** Begin Extract to read **

Advent: A different kind of joy ride

Sunrise on a road in Uttar Pradesh, India (Dreamstime/Akhtaransa)

Sunrise on a road in Uttar Pradesh, India (Dreamstime/Akhtaransa)

The season of Advent brings joyful memories every year. One such memory was when I politely declined an invitation to a birthday bash of a close friend at the onset of Advent 2021. Not that I hate celebrations in an opulent party hall in the company of my friends, but the day would have conflicted with a different joyride I had scheduled on the same day.

The ride was a well-planned four-week preparatory Advent journey toward Bethlehem, to enjoy the greatest birthday bash human history ever has witnessed — the holy birth of Jesus we celebrate as Christmas.

I hit upon the idea of taking along a group of students — the Ambassadors of Hope — with giving and going green on my radar. I wanted to drive home for them the messages: "Giving is better than receiving" and "Earth is our common home."

** End Extract to read **
** Begin Given data **

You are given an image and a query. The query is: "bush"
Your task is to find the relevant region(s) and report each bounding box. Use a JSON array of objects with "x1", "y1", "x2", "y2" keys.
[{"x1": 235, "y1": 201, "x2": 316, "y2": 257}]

** End Given data **

Reproduce the Advent joy ride text word for word, starting with "Advent: A different" and going on through "the same day.".

Advent: A different kind of joy ride

Sunrise on a road in Uttar Pradesh, India (Dreamstime/Akhtaransa)

Sunrise on a road in Uttar Pradesh, India (Dreamstime/Akhtaransa)

The season of Advent brings joyful memories every year. One such memory was when I politely declined an invitation to a birthday bash of a close friend at the onset of Advent 2021. Not that I hate celebrations in an opulent party hall in the company of my friends, but the day would have conflicted with a different joyride I had scheduled on the same day.